Задание:
Ответьте по выбранному отрывку:
1. Какая версия ABBYY FineReader сейчас установлена на компьютере?
2. Какой файл остался в папке программы рядом с папкой Демо после деинсталляции?
3. Какими программами пытались чистить реестр?

Выбранный отрывок:
# Компьютерные технологии > СОФТ (SOFT) >  ABBYY FineReader 8.0

## Vishenka

У меня такая проблема: на компьютере был установлен ABBYY FineReader 8.0, но по некоторым причинам(необходимо было освободиь место на локальном деске C:) я его деинсталлировала(как пологается, через панель управления>установка и удаление программ). После деинсталляции в Program Files осталась папка ABBYY FineReader 8.0 с таким содеражанием: папка Демо и файл FECMenu.dll и эти файлы не удаляются. После, при каждом вызове контекстного меню для какого-нибудь файла появляется сообщение: "Нужный файл находится на сетевом ресурсе, который сейчас недоступен" и предлагается выбрать папку, в котрой должен содержаться файл установки. При нажетии кнопки ОК такое сообщение появляется еще миллион раз, при Отмена - то же самое, а при закрытии окна сообщение появляется еще раз и исчезает. Пробовала чиститьь реестр с помошью программы CCleaner и 1-Click Maintenance, но ничего не помогает. Сейчас на компьтере установлен ABBYY FineReader 7.0, который прекрасно работает.
Помогите найти способ, чтоб окно с сообщение про отсутствие сетевого ресурса не появлялось и вызов контекстного меню проходил без всплытия таких вот текстов.
Пожалуйста, а то я уже не знаю, что делать(
                                       Заранее спасибо :)

Исходные данные:
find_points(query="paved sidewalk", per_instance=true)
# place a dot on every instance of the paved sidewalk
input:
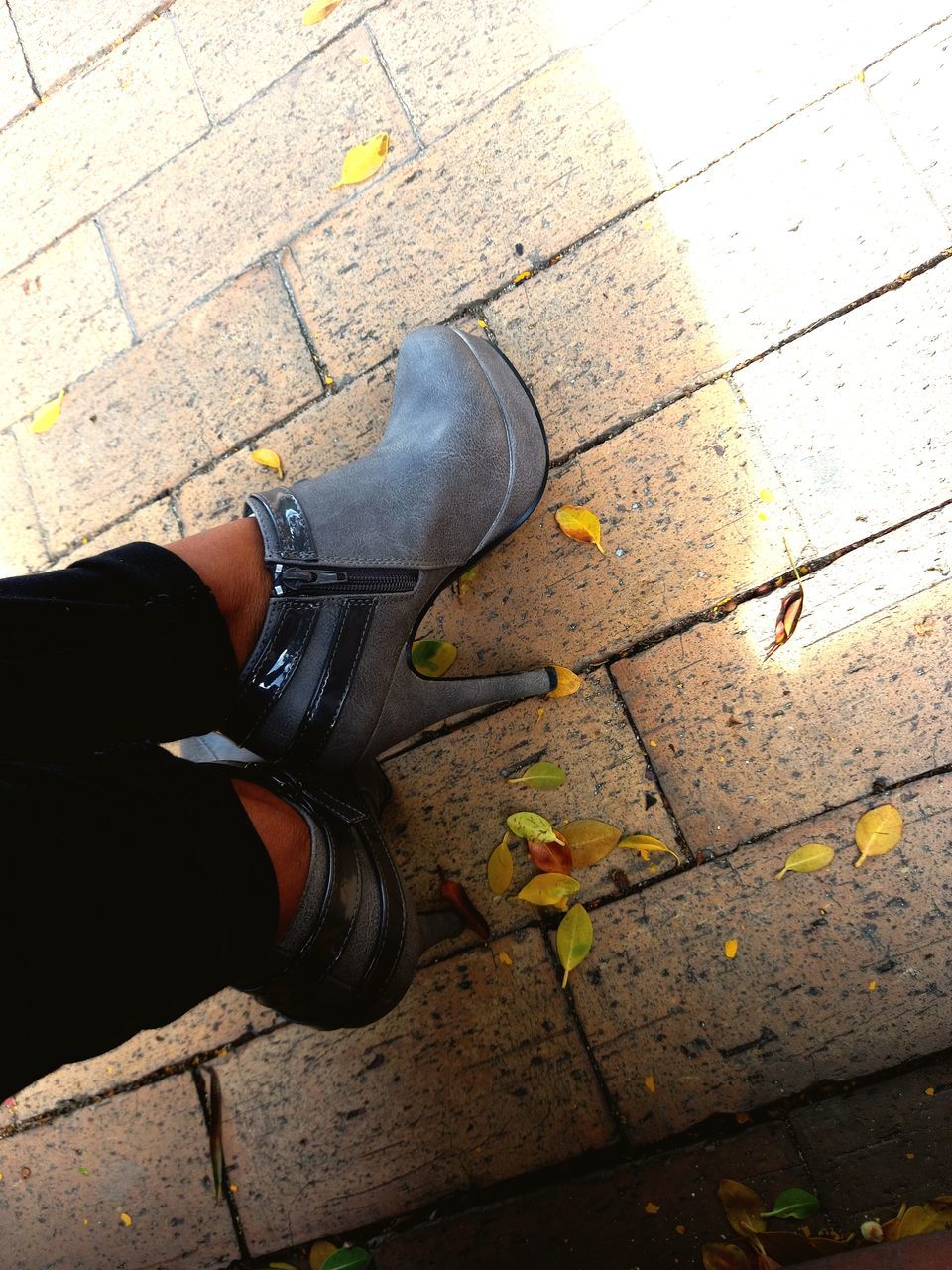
(717, 243)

Ответ:
1. ABBYY FineReader 7.0.
2. FECMenu.dll.
3. CCleaner и 1-Click Maintenance.